[[ SELECTED PASSAGE, beginning ]]

How, exactly, does BigQuery’s PK/FK setup work on the backend? I’m specifically interested in knowing where performance is/isn’t worth it for building columns with keys if you’re creating and destroying tables. When is defining the column worth it vs. not worth it–if the table exists for 1 hour? 2? 10? Etc.
I don’t think there’s any case where it’s not worth defining it, it’s just metadata
My primary outcome is to take advantage of the performance improvements at https://cloud.google.com/blog/products/data-analytics/join-optimizations-with-bigquery-primary-and-foreign-keys?hl=en; I just don’t know if the indexing is immediate or done on a schedule. Thus my concern about how quickly I can create and destroy tables while still getting the most out of key-based performance.
there are no indexes involved. As it says in the article, they only impact query plans
trade off is you have to be sure the pks and fks are correct. If they’re not, you’ll silently get incorrect query results. BQ doesn’t enforce them the way a row store would.
I’ve not played with them. In AWS Redshift we found we could get the incorrect answer because the plan chose to assume they were accurate, even though there was no enforcement in Redshift. I’ve not played with that in BigQuery, but it if affects plans, then I’d be suspicious of that “feature”. There are no enforcements of the PK/FKs constraints.
And now I see that already addressed my thought.
Agreed . Yes the BQ docs say the same thing, that if you tell it the keys it will rely on what you told it and if you’re wrong you will get “wrong” query results. The theoretical improved performance and reduced cost wasn’t worth the risk to us of incorrect query results.
and all. Yup, BigQuery is very explicit about it.
From the URL, https://cloud.google.com/blog/products/data-analytics/join-optimizations-with-bigquery-primary-and-foreign-keys
This suggests that my work on implementing DBT testing could allow us to apply these and give the optimizer more information to work with.
One trap we fell into here is these all need to be in the same dataset (makes sense when you think about it).
For us I’d say it’s helping. We have a legacy system that doesn’t use them it’s factors slower.
Metadata is also another advantage. Gemini is much more likely to write a correct query with them in place than without.
If you were to have DBT tests for every single PK/FKey relationship tested before the queries that utilize them kick in, then there would be no issue. The issue is that the usage of the constraints by the optimizer can get you the incorrect answer, and as you say, you would get that incorrect answer more quickly, but it could be incorrect.
hah I am sure there is some Yogi Berra quote along the lines of “A wronger answer quicker is better”

[[ SELECTED PASSAGE, end ]]
[[ AVAILABLE DATA, beginning ]]

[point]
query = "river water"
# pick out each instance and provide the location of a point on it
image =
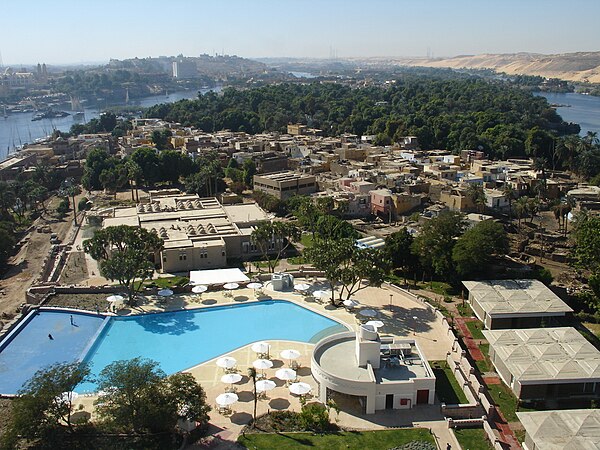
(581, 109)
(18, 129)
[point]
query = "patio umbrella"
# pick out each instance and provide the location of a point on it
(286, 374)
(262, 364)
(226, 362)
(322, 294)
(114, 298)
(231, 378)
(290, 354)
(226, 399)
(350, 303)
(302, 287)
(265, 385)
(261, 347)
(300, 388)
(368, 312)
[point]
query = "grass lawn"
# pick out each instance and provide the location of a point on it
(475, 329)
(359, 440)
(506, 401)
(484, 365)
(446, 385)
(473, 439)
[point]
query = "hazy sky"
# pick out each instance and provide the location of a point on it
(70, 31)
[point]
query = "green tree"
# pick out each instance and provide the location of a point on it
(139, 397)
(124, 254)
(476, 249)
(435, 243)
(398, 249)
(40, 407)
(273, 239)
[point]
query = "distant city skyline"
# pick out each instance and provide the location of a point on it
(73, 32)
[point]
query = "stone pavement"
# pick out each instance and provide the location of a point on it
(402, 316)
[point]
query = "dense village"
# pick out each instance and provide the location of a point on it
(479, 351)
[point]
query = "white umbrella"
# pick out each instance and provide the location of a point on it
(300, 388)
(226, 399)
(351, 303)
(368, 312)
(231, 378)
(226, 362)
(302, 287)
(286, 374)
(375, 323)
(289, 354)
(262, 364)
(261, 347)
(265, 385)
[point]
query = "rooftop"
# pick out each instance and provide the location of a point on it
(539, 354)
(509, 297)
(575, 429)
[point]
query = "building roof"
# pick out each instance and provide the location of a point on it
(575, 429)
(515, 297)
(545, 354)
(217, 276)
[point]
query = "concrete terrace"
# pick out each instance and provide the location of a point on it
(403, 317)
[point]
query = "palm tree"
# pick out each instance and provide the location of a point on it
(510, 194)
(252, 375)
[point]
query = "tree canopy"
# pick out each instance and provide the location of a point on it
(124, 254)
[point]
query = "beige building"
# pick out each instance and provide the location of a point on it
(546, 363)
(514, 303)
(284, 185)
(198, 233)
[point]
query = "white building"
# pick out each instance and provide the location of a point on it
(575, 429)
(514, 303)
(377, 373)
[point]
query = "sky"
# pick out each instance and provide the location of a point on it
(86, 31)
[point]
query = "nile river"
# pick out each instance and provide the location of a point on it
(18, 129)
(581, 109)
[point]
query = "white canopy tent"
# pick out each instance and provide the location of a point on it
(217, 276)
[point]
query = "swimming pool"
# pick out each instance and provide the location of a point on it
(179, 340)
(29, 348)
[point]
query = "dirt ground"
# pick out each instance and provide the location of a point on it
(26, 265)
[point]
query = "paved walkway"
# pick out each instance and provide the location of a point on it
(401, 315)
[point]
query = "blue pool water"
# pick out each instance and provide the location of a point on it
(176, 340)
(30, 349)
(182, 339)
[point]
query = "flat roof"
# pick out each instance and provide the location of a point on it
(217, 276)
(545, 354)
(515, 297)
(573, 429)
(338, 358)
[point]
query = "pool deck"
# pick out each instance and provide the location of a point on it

[[ AVAILABLE DATA, end ]]

- _REQUIRED ACTION_:
Answer these from the BigQuery keys thread above.
1. Since no indexes are involved, what do the primary and foreign keys affect?
2. What trap did one participant fall into when setting up the keys?
3. What does Gemini do better when the keys are in place?

- _WRITTEN REPLY_:
1. They affect only query plans.
2. The keys all need to be in the same dataset.
3. Gemini is much more likely to write a correct query.